=== WHAT IS REQUIRED ===
Please print every line of the material below exactly.

# # # # #

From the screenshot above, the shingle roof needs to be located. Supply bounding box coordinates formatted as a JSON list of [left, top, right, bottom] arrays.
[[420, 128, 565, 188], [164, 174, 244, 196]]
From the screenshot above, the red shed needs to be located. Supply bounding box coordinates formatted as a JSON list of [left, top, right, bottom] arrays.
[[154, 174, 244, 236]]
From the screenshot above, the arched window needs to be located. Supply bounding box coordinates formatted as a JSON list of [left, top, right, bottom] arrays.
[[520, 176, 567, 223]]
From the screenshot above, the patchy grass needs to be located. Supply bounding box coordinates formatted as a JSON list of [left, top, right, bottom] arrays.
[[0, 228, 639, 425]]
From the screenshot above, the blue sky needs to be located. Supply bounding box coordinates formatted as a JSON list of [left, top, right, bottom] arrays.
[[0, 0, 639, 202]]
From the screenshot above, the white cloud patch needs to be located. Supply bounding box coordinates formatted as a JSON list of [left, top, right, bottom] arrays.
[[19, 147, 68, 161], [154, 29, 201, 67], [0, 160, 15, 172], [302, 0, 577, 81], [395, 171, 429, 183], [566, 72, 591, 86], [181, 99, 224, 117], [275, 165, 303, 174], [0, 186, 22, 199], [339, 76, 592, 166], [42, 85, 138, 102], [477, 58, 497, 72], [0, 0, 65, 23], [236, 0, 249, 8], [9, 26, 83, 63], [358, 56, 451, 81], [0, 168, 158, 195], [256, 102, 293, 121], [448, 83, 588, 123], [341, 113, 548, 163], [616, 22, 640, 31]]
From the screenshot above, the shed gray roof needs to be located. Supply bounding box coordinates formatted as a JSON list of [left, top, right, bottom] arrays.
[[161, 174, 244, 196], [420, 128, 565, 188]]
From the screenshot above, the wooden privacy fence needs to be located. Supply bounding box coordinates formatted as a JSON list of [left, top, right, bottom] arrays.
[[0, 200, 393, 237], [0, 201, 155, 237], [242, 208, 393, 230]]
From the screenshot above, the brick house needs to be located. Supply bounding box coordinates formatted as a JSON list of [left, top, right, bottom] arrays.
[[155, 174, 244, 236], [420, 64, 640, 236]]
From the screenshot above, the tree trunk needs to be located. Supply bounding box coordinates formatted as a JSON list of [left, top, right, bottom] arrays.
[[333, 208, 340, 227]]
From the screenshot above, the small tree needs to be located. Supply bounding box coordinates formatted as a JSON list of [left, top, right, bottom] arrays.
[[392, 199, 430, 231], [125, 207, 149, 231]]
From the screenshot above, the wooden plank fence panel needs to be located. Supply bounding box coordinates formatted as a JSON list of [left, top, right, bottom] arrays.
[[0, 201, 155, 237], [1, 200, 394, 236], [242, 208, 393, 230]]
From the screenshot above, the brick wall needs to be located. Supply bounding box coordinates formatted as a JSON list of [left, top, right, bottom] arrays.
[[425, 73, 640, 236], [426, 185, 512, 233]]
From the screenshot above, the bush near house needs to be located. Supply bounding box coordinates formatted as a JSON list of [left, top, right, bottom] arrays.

# # # # #

=== SOLUTION TO THIS EXERCISE ===
From the screenshot above, the shingle roof needs to be located. Supply bounding box coordinates formatted as a JSON list of [left, top, right, bottom] arrays.
[[420, 128, 565, 188], [164, 174, 244, 196]]
From the screenshot above, the red shed needs to be located. Supply bounding box coordinates formatted as a JSON list of [left, top, right, bottom] arrays.
[[154, 174, 244, 236]]
From the screenshot above, the arched window needs to be located. Supply bounding box coordinates formatted as a JSON list of [left, top, right, bottom] arrays.
[[520, 176, 567, 223]]
From the screenshot above, the patchy grass needs to be located. Supply bounding box coordinates formatted as a JSON list of [left, top, right, bottom] arrays.
[[0, 228, 639, 425]]
From the screenshot above, the blue sky needs to be located. Supply bounding box coordinates formatted as a JSON list of [left, top, right, bottom] arrays.
[[0, 0, 639, 202]]
From the screenshot above, the white cloud patch needs to be located. Supply bounding box coordinates formatted as a JSON list of [left, top, right, bottom] arrays.
[[19, 147, 68, 161], [154, 29, 201, 67], [0, 160, 15, 172], [302, 0, 577, 81], [395, 171, 429, 183], [566, 72, 591, 86], [181, 99, 224, 117], [275, 165, 303, 174], [0, 186, 22, 199], [339, 76, 592, 166], [42, 85, 138, 102], [477, 58, 497, 72], [0, 0, 65, 23], [236, 0, 249, 8], [9, 26, 83, 63], [358, 56, 451, 81], [0, 168, 158, 195], [256, 102, 293, 121], [448, 83, 588, 123], [341, 113, 548, 163], [616, 22, 640, 31]]
From the screenshot above, the shed gray roof needs to be located. Supply bounding box coordinates formatted as a JSON list of [left, top, right, bottom] arrays.
[[161, 174, 244, 196], [420, 128, 565, 188]]
From the screenshot above, the wooden privacy fence needs to be located. Supply bounding box coordinates formatted as a JSON list of [left, top, right, bottom] arrays.
[[0, 200, 393, 237], [0, 201, 155, 237], [242, 208, 393, 230]]
From the screenshot above, the brick house needs to be located. Supply bounding box coordinates formatted as a JSON list of [left, top, right, bottom] arrays.
[[155, 174, 244, 236], [420, 64, 640, 236]]
From the screenshot above, the tree trunk needs to be located. Supply bounding box coordinates formatted as a JSON list of [left, top, right, bottom] arrays.
[[333, 208, 340, 227]]
From the screenshot above, the small tree needs to be located. Supply bounding box coordinates formatted as a JSON list of [left, top, right, bottom] arrays.
[[392, 199, 430, 231], [125, 207, 149, 231]]
From the screenshot above, the wooden plank fence panel needs to be located. Supply bounding box coordinates formatted as a JSON list of [left, top, right, bottom] arrays.
[[0, 201, 155, 237], [1, 200, 394, 236], [242, 208, 393, 230]]
From the screenshot above, the brick wall needs to be located. Supply bounding box coordinates formatted as a JSON list of [left, top, right, bottom] arrays.
[[425, 73, 640, 236], [426, 185, 512, 233]]
From the screenshot above, the bush near house needs to be located. Supply bounding box coordinates formatted as a JSON list of [left, top, right, bottom] arrays.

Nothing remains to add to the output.